Items from a data source

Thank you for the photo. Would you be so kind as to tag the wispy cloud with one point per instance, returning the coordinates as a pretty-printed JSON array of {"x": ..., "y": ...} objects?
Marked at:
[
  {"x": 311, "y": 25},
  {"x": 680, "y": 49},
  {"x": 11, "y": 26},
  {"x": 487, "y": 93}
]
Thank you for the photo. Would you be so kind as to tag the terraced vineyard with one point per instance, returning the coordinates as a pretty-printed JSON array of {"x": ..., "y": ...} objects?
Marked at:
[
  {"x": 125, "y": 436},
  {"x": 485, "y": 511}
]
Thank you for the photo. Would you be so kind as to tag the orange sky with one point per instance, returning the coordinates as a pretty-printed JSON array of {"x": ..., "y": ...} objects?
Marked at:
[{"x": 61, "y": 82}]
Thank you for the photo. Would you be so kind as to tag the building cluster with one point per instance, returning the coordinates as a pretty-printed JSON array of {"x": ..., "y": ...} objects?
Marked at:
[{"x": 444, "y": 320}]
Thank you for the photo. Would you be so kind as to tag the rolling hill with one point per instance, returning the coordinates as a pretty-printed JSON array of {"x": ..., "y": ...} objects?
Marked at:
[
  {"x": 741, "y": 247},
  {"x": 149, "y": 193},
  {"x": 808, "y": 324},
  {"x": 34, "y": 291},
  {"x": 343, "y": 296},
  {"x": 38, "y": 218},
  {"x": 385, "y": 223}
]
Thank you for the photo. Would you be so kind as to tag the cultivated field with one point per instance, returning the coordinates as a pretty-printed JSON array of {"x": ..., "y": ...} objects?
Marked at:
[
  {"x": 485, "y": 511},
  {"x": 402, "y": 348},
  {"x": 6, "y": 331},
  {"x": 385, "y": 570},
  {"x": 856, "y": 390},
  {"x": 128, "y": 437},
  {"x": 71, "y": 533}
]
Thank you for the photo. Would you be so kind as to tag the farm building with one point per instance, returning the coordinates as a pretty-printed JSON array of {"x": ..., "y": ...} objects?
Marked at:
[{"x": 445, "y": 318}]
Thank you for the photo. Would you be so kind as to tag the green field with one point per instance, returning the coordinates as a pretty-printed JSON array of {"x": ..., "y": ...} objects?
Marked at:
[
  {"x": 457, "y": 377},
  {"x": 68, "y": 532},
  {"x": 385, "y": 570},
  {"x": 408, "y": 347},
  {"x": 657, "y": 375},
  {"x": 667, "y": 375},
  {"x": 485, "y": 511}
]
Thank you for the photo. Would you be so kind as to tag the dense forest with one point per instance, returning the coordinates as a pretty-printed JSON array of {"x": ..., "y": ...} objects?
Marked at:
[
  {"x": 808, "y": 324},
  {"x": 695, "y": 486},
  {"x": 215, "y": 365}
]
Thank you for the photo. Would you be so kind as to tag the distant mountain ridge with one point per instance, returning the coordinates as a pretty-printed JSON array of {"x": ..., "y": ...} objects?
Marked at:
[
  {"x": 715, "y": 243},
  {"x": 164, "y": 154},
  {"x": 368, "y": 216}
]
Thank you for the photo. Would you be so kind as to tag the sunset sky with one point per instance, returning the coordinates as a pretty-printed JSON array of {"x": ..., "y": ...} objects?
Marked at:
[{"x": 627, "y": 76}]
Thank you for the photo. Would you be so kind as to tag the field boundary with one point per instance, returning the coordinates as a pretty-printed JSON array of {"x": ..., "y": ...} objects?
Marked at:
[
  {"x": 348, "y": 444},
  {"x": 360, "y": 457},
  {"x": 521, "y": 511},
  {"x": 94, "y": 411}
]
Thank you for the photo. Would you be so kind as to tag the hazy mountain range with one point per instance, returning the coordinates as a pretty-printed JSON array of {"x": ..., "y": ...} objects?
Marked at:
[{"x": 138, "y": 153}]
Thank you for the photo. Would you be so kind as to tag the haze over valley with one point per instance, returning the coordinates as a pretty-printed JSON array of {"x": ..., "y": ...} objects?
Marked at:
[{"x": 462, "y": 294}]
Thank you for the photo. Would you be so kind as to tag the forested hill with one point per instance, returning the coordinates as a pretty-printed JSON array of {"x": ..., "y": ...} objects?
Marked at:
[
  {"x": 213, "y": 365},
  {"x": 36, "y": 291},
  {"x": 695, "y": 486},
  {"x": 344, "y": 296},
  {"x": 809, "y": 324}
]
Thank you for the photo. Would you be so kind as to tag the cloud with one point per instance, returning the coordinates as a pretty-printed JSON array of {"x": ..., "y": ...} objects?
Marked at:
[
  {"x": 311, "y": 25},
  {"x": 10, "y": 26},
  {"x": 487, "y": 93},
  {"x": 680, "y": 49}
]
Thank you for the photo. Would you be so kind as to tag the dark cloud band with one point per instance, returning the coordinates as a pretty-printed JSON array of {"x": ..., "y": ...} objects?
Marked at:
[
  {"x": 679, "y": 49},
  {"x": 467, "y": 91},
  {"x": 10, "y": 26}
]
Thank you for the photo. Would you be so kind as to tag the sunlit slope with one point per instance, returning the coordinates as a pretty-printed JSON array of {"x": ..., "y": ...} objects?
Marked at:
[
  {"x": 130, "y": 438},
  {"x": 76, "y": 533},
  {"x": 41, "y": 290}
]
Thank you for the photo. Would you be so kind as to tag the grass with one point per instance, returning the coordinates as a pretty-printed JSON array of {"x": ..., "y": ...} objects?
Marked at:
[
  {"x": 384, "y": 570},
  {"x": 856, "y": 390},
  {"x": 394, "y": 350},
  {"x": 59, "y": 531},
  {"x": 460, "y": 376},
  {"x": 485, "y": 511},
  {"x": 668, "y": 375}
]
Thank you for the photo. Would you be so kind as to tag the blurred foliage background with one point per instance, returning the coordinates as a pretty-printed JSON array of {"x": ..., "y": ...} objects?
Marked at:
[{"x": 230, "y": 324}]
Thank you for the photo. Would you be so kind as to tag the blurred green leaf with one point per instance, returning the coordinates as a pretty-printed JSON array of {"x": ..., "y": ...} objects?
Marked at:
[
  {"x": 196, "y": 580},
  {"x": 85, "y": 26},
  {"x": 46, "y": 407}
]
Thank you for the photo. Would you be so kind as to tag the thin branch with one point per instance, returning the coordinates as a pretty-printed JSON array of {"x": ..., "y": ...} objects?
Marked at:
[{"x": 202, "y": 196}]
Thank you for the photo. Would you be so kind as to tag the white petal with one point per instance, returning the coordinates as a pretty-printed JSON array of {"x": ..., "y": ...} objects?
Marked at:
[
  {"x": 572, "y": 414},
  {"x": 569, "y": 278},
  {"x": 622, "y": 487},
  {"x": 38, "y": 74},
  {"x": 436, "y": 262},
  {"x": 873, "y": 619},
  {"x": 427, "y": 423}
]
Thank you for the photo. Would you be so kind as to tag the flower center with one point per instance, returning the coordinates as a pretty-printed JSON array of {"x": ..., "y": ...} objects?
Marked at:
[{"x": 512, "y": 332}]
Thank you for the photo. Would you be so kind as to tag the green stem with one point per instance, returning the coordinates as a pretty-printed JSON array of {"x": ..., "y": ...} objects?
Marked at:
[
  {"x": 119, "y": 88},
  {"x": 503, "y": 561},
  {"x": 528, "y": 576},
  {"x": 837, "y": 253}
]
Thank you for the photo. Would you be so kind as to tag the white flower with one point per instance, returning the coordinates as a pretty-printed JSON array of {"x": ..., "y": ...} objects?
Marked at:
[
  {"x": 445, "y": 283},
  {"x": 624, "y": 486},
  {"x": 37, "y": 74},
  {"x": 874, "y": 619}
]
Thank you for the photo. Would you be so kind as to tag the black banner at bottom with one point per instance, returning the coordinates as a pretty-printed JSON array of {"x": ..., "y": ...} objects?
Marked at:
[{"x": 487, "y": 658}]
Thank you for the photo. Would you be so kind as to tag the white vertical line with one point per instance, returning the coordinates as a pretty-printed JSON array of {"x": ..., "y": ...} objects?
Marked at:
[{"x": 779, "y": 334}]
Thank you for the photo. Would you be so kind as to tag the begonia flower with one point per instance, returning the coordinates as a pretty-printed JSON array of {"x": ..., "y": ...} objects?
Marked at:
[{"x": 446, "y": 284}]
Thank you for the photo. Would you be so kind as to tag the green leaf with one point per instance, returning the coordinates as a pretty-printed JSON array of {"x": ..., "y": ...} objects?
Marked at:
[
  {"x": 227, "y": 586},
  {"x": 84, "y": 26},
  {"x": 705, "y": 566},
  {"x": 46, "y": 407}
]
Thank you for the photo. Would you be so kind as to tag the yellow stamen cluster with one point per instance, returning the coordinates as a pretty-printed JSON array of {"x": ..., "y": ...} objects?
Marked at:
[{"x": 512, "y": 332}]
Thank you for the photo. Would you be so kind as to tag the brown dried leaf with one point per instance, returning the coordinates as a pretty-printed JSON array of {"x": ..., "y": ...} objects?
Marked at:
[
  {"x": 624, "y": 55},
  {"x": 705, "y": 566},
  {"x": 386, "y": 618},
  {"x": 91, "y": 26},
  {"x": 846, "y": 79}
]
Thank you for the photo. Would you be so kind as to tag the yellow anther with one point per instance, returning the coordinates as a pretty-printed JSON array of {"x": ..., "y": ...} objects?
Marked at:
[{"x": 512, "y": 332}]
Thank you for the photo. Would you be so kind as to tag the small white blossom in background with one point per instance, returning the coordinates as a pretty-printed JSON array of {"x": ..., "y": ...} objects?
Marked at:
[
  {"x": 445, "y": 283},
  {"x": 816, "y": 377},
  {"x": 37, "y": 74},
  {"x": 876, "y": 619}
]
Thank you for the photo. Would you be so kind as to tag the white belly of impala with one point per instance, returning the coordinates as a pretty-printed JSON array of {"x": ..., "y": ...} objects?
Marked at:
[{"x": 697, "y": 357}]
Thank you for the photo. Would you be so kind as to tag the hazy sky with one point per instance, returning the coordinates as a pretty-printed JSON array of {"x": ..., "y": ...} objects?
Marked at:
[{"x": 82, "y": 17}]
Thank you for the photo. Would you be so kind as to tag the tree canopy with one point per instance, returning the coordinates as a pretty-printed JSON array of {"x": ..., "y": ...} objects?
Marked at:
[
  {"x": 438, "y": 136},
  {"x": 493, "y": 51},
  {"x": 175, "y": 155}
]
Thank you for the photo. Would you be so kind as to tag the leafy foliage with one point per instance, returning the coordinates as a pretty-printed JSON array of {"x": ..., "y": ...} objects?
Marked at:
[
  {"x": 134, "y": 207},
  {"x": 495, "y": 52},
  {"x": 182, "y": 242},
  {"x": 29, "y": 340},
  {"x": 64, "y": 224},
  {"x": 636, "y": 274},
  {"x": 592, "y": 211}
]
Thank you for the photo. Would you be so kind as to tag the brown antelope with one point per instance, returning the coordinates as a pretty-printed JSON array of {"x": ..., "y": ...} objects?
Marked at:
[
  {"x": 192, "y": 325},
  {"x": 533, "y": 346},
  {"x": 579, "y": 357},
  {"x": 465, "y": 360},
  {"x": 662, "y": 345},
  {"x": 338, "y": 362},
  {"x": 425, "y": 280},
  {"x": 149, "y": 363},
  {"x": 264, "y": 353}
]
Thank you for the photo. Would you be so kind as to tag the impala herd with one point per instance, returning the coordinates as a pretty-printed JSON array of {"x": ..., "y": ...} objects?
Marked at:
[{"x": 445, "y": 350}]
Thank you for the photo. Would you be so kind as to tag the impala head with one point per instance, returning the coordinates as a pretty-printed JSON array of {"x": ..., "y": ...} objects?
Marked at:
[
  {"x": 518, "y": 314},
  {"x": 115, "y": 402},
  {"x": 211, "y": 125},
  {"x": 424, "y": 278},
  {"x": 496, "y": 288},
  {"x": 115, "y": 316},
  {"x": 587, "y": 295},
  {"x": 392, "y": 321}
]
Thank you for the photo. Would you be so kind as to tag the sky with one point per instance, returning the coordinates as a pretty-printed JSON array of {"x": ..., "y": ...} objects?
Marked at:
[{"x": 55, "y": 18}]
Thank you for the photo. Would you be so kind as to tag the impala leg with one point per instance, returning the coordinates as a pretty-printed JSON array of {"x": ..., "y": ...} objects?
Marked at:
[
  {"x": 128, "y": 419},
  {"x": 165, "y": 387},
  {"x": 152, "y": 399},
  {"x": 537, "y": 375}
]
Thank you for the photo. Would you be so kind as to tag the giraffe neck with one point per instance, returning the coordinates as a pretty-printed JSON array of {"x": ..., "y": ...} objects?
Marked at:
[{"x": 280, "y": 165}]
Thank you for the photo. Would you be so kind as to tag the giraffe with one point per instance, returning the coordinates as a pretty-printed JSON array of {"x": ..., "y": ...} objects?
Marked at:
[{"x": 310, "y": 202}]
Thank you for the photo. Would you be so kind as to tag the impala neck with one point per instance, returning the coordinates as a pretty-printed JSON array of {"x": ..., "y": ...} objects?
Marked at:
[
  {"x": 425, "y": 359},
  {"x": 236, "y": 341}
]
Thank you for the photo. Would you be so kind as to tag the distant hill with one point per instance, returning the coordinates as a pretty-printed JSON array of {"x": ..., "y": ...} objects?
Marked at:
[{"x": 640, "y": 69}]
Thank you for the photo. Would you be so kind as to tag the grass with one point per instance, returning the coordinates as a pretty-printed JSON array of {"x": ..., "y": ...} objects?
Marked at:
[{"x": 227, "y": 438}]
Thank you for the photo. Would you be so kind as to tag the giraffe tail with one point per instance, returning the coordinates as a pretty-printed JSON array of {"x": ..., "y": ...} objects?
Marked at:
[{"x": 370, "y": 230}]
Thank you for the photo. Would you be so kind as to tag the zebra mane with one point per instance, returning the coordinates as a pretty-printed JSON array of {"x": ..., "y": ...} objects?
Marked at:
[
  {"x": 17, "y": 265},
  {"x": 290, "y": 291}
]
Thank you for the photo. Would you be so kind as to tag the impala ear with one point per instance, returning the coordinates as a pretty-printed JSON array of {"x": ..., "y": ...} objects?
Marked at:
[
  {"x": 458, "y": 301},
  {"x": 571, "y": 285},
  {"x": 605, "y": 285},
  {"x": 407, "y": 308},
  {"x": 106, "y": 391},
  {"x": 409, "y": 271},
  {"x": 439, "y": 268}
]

__Task__: The lines to reproduce run from the line containing "the distant hill" to the end of the listing; write them out exactly and add nothing.

__Task answer__:
Thank you for the photo. Would you be so kind as to tag the distant hill with one point per instance, returning the coordinates as a pretty-printed JSON array of {"x": ..., "y": ...} objects?
Marked at:
[{"x": 640, "y": 69}]
Thank you for the photo. Would you be so kind as to tag the grass with one point per instance, returning the coordinates as a pretty-printed JSON array of {"x": ..., "y": ...} objects?
Marked at:
[{"x": 227, "y": 438}]
Thank you for the photo. Would you be so kind as to tag the giraffe tail with one point per instance, returning the coordinates as a pretty-printed JSON array of {"x": ..., "y": ...} objects?
Marked at:
[{"x": 370, "y": 230}]
Thank you for the photo. Would you be so kind as to tag the zebra mane with one point per instance, returning the coordinates as a pretty-printed JSON array of {"x": ..., "y": ...} objects?
Marked at:
[
  {"x": 17, "y": 265},
  {"x": 290, "y": 291}
]
Thank you for the photo. Would you be so kind as to tag the impala ear with one point per instance, returning the coordinates as a pretty-printed JSON array of {"x": ..., "y": ...} objects?
Marked at:
[
  {"x": 458, "y": 301},
  {"x": 571, "y": 285},
  {"x": 605, "y": 285},
  {"x": 407, "y": 308},
  {"x": 106, "y": 391},
  {"x": 409, "y": 271},
  {"x": 439, "y": 268}
]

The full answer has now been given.